═════ Materials provided
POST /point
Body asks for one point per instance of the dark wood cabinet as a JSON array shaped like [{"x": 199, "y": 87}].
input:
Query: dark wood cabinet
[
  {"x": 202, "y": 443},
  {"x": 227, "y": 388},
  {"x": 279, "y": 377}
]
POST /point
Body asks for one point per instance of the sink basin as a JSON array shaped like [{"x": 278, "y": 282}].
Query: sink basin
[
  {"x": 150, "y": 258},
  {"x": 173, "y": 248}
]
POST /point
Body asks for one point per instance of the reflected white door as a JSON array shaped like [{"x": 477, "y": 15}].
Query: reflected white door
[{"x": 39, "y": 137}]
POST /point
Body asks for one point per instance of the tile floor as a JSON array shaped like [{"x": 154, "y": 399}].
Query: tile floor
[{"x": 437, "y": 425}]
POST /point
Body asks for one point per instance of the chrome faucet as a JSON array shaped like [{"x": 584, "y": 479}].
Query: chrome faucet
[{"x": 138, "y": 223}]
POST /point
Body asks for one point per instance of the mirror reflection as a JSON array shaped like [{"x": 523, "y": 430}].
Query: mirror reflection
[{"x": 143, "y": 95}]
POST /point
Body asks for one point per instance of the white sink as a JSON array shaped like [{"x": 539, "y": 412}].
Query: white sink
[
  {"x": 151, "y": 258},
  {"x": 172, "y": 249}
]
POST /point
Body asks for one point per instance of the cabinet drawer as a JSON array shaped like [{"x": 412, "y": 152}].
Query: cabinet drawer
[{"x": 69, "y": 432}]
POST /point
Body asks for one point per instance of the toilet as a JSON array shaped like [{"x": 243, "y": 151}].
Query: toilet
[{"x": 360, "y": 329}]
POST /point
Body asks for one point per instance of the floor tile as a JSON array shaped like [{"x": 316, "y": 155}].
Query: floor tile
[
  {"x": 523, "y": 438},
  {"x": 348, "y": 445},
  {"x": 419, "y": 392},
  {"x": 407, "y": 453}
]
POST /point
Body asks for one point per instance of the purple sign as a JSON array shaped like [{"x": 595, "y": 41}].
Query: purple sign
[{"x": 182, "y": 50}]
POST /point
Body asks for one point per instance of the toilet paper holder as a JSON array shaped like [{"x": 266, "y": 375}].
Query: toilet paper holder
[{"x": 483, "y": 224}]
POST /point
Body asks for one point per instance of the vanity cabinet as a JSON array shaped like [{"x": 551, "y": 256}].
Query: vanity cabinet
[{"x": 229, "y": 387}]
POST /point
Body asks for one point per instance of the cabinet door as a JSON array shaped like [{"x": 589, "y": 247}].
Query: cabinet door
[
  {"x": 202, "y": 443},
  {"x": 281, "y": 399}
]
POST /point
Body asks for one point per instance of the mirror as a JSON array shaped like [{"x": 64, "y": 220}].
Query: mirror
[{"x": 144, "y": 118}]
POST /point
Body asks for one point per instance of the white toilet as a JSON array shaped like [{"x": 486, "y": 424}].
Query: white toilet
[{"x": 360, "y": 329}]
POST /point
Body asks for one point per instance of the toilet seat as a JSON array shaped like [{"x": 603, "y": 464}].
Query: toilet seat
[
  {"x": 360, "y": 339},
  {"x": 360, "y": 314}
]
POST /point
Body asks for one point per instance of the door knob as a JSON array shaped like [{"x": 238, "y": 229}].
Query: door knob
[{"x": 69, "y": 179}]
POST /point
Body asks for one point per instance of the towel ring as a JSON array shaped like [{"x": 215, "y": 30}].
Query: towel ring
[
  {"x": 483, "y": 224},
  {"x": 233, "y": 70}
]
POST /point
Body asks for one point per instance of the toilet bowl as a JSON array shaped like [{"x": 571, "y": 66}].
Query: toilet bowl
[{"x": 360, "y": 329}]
══════════
> **Task to carry out**
Reproduce the listing shown above in its entirety, exactly.

> **Answer**
POST /point
Body asks for one point per instance of the dark wood cabinet as a JSON array shaped like [{"x": 199, "y": 87}].
input:
Query: dark wood cabinet
[
  {"x": 202, "y": 443},
  {"x": 227, "y": 388},
  {"x": 279, "y": 377}
]
POST /point
Body asks for one point per instance of the sink basin as a JSON array shaped like [{"x": 278, "y": 282}].
Query: sink basin
[
  {"x": 150, "y": 258},
  {"x": 173, "y": 248}
]
POST /point
Body asks for one point per instance of the reflected white door as a JSON array shaped like [{"x": 477, "y": 15}].
Query: reflected white door
[{"x": 39, "y": 137}]
POST /point
Body asks for one point per instance of the tile floor as a JSON array shaped like [{"x": 154, "y": 399}].
Query: tile floor
[{"x": 437, "y": 425}]
POST /point
Body asks for one point per instance of the chrome faucet as a JSON array shaped like [{"x": 584, "y": 479}].
Query: chrome faucet
[{"x": 138, "y": 223}]
POST /point
Body asks for one point per instance of the mirror reflection as a JSON array shaped like [{"x": 523, "y": 430}].
Query: mirror reflection
[{"x": 143, "y": 95}]
POST /point
Body asks for one point per instance of the white sink as a JSON array shaped like [{"x": 539, "y": 412}].
Query: white sink
[
  {"x": 151, "y": 258},
  {"x": 172, "y": 249}
]
POST /point
Body asks for one point per instance of the cabinet drawer as a JSON array shaped like [{"x": 412, "y": 152}].
Query: cabinet drawer
[{"x": 69, "y": 432}]
POST /point
Body asks for one point per instance of the toilet as a JSON array shaped like [{"x": 243, "y": 151}].
Query: toilet
[{"x": 360, "y": 329}]
POST /point
Body asks for one point per instance of the floor tile as a JSON array shaped like [{"x": 316, "y": 155}].
Query: floor tile
[
  {"x": 523, "y": 438},
  {"x": 348, "y": 445},
  {"x": 419, "y": 392},
  {"x": 407, "y": 453}
]
POST /point
Body asks for one point per instance of the purple sign as a JSON array shaped like [{"x": 595, "y": 41}].
Query: purple sign
[{"x": 182, "y": 50}]
POST /point
Body asks for one point per instance of the toilet paper holder as a JSON array shaped like [{"x": 266, "y": 375}].
Query: toilet paper holder
[{"x": 483, "y": 224}]
POST /point
Body asks for one point per instance of the vanity cabinet as a JSON array shaped like [{"x": 551, "y": 256}].
Query: vanity cabinet
[{"x": 229, "y": 387}]
POST /point
Body asks for one point per instance of the cabinet door as a JSON array shaped like [{"x": 589, "y": 247}].
Query: cabinet door
[
  {"x": 202, "y": 443},
  {"x": 281, "y": 399}
]
POST /point
Body asks for one point per instance of the mirror as a JSON array shaped like [{"x": 64, "y": 220}].
Query: mirror
[{"x": 144, "y": 118}]
POST /point
Body asks for one point per instance of the white toilet as a JSON array shaped like [{"x": 486, "y": 424}].
Query: white toilet
[{"x": 360, "y": 329}]
POST /point
Body asks for one point per instance of the toilet seat as a JSON array shaped like [{"x": 603, "y": 464}].
Query: toilet seat
[
  {"x": 360, "y": 339},
  {"x": 360, "y": 314}
]
POST /point
Body asks for one point per instance of the door knob as a JSON array shaped like [{"x": 238, "y": 229}].
Query: door knob
[{"x": 69, "y": 179}]
POST /point
Body asks for one point per instance of the towel ring as a JSON array shaped like [{"x": 215, "y": 30}].
Query: towel ring
[
  {"x": 483, "y": 224},
  {"x": 233, "y": 70}
]
POST /point
Body asks for one point per instance of the toilet bowl as a JSON array shaped like [{"x": 571, "y": 66}].
Query: toilet bowl
[{"x": 360, "y": 329}]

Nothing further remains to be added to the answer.